Natural language region descriptions
>>>
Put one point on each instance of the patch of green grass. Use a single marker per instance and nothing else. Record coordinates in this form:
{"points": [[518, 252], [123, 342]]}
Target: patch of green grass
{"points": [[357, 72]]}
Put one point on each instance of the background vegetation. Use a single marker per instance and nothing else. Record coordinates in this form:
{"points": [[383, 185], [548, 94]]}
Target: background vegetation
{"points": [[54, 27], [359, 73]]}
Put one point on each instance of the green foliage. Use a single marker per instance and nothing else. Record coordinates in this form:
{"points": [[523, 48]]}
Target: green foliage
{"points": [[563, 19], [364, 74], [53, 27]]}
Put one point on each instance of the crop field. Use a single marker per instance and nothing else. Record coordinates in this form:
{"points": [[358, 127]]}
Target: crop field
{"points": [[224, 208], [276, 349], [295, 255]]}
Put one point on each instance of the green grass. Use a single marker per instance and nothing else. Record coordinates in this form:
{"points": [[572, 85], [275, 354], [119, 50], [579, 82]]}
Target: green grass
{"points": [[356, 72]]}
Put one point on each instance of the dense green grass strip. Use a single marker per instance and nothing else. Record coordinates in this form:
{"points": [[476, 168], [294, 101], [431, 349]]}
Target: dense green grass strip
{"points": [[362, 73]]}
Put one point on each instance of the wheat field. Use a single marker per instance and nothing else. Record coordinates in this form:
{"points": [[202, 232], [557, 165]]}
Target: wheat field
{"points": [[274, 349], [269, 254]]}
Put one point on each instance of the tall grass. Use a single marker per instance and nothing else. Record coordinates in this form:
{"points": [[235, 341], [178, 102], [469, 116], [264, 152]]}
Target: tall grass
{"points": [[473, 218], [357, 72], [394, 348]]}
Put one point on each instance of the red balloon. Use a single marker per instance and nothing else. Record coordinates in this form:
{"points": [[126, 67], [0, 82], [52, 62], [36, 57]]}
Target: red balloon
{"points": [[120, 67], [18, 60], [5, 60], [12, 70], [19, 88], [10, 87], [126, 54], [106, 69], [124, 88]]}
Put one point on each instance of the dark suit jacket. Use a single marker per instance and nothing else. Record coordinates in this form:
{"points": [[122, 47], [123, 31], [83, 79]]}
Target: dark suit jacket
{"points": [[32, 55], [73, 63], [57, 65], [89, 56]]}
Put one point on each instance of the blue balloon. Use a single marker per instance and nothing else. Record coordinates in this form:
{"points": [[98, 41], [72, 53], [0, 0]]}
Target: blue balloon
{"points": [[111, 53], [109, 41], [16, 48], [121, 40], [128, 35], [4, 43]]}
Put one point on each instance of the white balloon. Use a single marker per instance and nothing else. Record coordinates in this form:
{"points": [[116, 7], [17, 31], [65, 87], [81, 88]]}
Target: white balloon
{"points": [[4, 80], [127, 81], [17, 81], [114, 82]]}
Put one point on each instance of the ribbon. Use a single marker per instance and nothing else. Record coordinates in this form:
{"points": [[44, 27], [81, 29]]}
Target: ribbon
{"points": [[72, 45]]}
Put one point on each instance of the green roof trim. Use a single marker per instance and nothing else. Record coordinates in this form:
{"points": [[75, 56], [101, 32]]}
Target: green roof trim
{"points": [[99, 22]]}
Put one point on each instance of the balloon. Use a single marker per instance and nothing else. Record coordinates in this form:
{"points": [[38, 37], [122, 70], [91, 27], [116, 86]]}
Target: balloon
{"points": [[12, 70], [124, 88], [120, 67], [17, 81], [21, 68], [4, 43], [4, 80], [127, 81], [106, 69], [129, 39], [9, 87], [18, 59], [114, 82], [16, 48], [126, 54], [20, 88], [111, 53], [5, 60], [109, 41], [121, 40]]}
<<<
• What you will do
Nothing beyond the lines from the start of the entries through the line with "Put one point on each instance of the red" should appear. Repeat those lines exactly, both ends included.

• Solution for this exercise
Put one point on each instance of the patch of green grass. Use a single marker per instance and nothing else. Record coordinates in this form:
{"points": [[518, 252], [123, 342]]}
Target: patch of green grass
{"points": [[357, 72]]}
Put one point on each instance of the background vegetation. Use a single marker per instance and nothing else. Record coordinates in this form:
{"points": [[383, 185], [548, 94]]}
Target: background vegetation
{"points": [[54, 27], [359, 73]]}
Put one point on each instance of the green foliage. Use a single marker per instance and nothing else. Record coordinates in this form:
{"points": [[523, 48]]}
Target: green foliage
{"points": [[563, 19], [364, 74], [53, 27]]}
Put one point on each instance of the crop field. Use a single marker per instance and nothing else. Record coordinates in this form:
{"points": [[358, 127]]}
Target: crop field
{"points": [[224, 208], [276, 349], [295, 255]]}
Put one point on each instance of the green grass. Use a single marker per instance and nothing else. Record coordinates in this form:
{"points": [[572, 85], [275, 354], [119, 50], [579, 82]]}
Target: green grass
{"points": [[356, 72]]}
Put one point on each instance of the dense green grass strip. Use a single marker per instance and nothing else. Record coordinates in this form:
{"points": [[476, 168], [294, 101], [431, 349]]}
Target: dense green grass strip
{"points": [[362, 73]]}
Put one point on each instance of the wheat field. Use a single marker per instance and nothing else. Record coordinates in this form:
{"points": [[202, 232], [557, 165]]}
Target: wheat field
{"points": [[274, 349], [269, 254]]}
Put one point on each instance of the tall grass. Use a single marker per instance and nothing else. Record coordinates in this form:
{"points": [[235, 341], [178, 102], [469, 116], [264, 152]]}
Target: tall grass
{"points": [[473, 218], [357, 72], [394, 348]]}
Put one point on each instance of the red balloon. Use a single marker per instance and nothing else. Record coordinates in this form:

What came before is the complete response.